SHORT PROBLEM 1 |
Which categories in the summary list of the Viper long-term test report are marked "None"?
SHORT PROBLEM 2 |
Which lines in the rows contain the string "counterweight"? Find them all and copy each one in full.

EXCERPTED PASSAGE |
** START **

Stability control systems are made to keep drivers away from situations that could compromise the integrity of the vehicle and its occupants. Such a system does not exist in the Viper. Before the PR manager at Dodge would release his grip on the key, we had to assure him the car would return in one piece. Thankfully we don't see a lot of rain here in Southern California. We charted our weather patterns for the past 100 years, drew up a schematic and convinced Dodge that winter doesn't show its face in these parts until late October. Our timeline was established.

We would test the 2009 Dodge Viper SRT-10 for six months. When the skies of winter dropped their first tears from heaven, so, too, would they fall from our own eyes. This meant the end of our test. But our time together would live on across the long-term blog pages.

Inside Line Editor Ed Hellwig drove the long-term Viper on its first road trip to the World Superbike race in Salt Lake City. Hellwig blogged, "When I got into the Viper it didn't feel like a great road trip car. It was a bit cramped, hard to see out of and most definitely loud. But after a few hours behind the wheel, I got used to its tight cockpit and limited sight lines. It helps that the seat is comfortable and the satellite radio is hooked up. When you're on the open road, it's not exactly wide-open throttle the whole time."

Hellwig also drove the Viper on its final road trip to Las Vegas. "I'm reminded just how civilized this car can be. As refined as it can be, the Viper will still rip your face off with the best of them. After droning on the freeway for hours on end, I finally stopped for gas about an hour from home. As I pulled onto the freeway after filling up, I ripped through 2nd and hard into 3rd and completely scared the crap out of myself. Not that many cars are capable of this, and yet the Viper can do it in just about any gear. Gonna miss this thing."

We experienced no significant problems of note during our test of the 2009 Dodge Viper. There was a rear window strut that vibrated itself loose. And the dealer that wanted to cut it open to replace the strut. But this turned out to be a minor repair, requiring no more than a rivet gun to reattach the existing strut.

Otherwise we serviced the Viper at the prescribed intervals and received quite impressive service once we found a certified dealership. Our average service cost $230, which is the direct result of a 10-quart synthetic oil change each visit.

Total Body Repair Costs: None
Total Routine Maintenance Costs (over 6 months): $459.30
Additional Maintenance Costs: None
Warranty Repairs: Rear hatch strut bracket repair
Non-Warranty Repairs: None
Scheduled Dealer Visits: 2
Unscheduled Dealer Visits: 1 to address faulty rear hatch strut
Days Out of Service: None
Breakdowns Stranding Driver: None

Performance and Fuel Economy
We did our best to put the 2009 Dodge Viper through as much as possible during its stay. From the burnout super test to the comparison against a 1994 Viper RT/10 to its preliminary track test as a member of the long-term fleet, the Viper saw plenty of track time.

** END **

Rows from a data source |
** START **

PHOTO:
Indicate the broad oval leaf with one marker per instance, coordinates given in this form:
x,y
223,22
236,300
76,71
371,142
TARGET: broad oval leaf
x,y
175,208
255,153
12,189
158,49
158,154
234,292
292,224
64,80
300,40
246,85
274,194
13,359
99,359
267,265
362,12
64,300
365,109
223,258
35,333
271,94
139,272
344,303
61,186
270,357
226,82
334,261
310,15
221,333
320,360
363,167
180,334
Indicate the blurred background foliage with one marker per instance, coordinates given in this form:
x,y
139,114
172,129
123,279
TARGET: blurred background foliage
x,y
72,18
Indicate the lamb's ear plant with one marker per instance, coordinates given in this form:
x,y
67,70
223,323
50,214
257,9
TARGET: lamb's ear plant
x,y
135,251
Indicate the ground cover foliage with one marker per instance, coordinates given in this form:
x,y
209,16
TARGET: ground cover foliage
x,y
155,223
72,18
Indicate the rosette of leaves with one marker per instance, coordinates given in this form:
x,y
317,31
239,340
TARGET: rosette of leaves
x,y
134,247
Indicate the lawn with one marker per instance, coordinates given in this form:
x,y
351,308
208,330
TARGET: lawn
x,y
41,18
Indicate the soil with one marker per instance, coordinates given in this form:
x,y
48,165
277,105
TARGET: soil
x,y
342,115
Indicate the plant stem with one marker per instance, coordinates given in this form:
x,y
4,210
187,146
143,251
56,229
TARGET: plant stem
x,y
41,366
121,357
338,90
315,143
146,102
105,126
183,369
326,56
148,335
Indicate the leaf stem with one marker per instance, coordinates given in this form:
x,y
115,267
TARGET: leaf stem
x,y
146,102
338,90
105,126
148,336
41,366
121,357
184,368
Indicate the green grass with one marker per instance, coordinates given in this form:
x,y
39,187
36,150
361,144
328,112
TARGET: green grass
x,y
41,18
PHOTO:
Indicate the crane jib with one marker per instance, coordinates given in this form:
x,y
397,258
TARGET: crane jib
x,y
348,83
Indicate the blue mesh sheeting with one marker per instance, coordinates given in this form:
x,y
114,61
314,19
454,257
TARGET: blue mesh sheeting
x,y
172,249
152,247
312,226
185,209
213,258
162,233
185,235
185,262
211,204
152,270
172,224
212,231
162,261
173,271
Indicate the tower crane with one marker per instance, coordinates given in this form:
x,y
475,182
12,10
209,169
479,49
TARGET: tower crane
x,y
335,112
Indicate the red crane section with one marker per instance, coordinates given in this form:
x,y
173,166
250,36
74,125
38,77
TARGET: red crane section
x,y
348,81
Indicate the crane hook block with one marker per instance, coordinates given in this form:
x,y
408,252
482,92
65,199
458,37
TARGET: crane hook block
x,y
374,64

** END **
** START **

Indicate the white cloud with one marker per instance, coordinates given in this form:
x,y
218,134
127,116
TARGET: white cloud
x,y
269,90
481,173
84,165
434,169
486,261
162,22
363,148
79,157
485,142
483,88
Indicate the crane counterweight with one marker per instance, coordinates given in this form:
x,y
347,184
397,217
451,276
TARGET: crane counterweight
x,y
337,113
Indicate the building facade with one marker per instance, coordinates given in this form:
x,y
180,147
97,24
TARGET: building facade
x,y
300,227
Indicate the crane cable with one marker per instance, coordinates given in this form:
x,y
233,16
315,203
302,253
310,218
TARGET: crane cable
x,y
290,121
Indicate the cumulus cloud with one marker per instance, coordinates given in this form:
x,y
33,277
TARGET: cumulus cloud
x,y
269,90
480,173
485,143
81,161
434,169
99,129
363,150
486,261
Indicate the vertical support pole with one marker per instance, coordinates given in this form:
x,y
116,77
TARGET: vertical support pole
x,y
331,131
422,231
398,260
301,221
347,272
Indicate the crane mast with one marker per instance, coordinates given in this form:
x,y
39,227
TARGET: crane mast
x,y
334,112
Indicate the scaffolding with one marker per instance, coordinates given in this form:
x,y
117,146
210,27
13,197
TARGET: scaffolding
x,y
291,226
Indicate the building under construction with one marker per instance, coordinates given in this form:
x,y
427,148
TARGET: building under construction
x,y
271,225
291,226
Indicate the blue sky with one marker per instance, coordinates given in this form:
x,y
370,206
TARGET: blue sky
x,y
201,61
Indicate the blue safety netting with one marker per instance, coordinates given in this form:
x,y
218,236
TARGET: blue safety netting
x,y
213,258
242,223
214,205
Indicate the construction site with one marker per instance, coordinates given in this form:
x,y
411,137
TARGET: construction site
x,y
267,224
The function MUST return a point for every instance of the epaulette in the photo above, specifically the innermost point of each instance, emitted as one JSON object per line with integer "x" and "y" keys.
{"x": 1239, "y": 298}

** END **

EXERCISE RESULT 1 |
- Total Body Repair Costs
- Additional Maintenance Costs
- Non-Warranty Repairs
- Days Out of Service
- Breakdowns Stranding Driver

EXERCISE RESULT 2 |
Indicate the crane counterweight with one marker per instance, coordinates given in this form:
TARGET: crane counterweight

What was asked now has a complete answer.